▸ **Text**
↓

Pittsburgh City Council will once again take up the future of Oakland at a meeting Wednesday, when it begins consideration of a long-contentious effort to rezone the city’s university district.
“That is, we believe, the last time that we have an opportunity to introduce amendments to the rezoning of Oakland,” said Councilor Erika Strassburger, whose district includes much of the neighborhood.
The high-stakes effort has consumed hundreds of hours for residents, institutions, community groups, developers, and city officials. The minutiae of zoning — building heights, lengths, parking requirements, and crucially, what kinds of activities can happen where — determine the feel and function of city neighborhoods. In Oakland, the third largest employment center in Pennsylvania, the pressure to get it right has been enormous.
The legislation before council would scrap much of Oakland’s existing zoning, and replace it with three distinct districts:
- Urban Center-Employment (UCE) would cover an area that includes the Fifth and Forbes Avenues corridor and a piece of Boulevard of the Allies bordered by Craft Avenue. It aims to “support life sciences, health care,” and other employment engines. Neighborhood-serving businesses are also encouraged on the ground floor. The proposed language emphasizes transit and, where parking is needed, sharing it between different building owners. Buildings would have to be at least 40 feet tall, but could reach a maximum height of between 85 and 210 feet, depending on location.
- Urban Center-Mixed Use (UCMU) would cover an area clustered around Boulevard of the Allies as it moves east toward Schenley Park. Buildings here would have to be at least 24 feet tall, but could reach a maximum height of between 65 and 185 feet, depending on location. The zoning rules are an effort to encourage the development of small businesses and commercial uses for the neighborhood, along with affordable and workforce housing.
- Residential-Mixed Use (RMU) would cover much of Central Oakland. It aims to create new housing, both through the restoration of historic homes and the creation of new apartment buildings. Retail space is also encouraged. Buildings here would have to be at least 24 feet tall, but could reach a maximum of between 40 and 95 feet, depending on location.

↑

▸ **Source data**
↓

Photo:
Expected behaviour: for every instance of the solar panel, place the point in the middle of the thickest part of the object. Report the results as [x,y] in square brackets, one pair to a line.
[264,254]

↑

▸ **Problem**
According to the text on the Oakland rezoning, how tall must buildings in the Urban Center-Employment district be at minimum?

▸ **Full answer**
At least 40 feet tall.